--- START OF THE RECORDS ---

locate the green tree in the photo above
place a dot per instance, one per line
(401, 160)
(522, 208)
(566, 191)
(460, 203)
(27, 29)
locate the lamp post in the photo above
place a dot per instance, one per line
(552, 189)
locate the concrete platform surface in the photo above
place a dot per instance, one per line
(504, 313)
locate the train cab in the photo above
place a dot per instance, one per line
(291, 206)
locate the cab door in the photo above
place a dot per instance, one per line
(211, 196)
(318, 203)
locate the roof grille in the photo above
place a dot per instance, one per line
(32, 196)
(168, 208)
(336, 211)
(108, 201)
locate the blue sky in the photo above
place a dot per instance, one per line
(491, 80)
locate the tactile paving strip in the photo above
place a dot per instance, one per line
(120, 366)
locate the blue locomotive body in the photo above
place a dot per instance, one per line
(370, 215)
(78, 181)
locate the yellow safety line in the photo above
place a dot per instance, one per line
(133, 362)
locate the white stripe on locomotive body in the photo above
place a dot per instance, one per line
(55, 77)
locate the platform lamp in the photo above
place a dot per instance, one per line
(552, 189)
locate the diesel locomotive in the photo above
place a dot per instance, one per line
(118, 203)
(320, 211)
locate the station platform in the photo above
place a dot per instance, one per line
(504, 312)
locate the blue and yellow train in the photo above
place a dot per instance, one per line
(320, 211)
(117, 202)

--- END OF THE RECORDS ---

--- WHAT THE TASK ASKS ---
Output as a JSON list of strings, one string per line and leaving out blank lines, the lines of the items above from the line that contains "locate the station" through the last line of the items, both ends included.

--- SOLUTION FOR THIS PROBLEM ---
[
  "locate the station platform in the photo above",
  "place a dot per instance, one per line",
  "(504, 312)",
  "locate the blue and yellow train in the photo above",
  "place a dot per instance, one per line",
  "(320, 211)",
  "(117, 202)"
]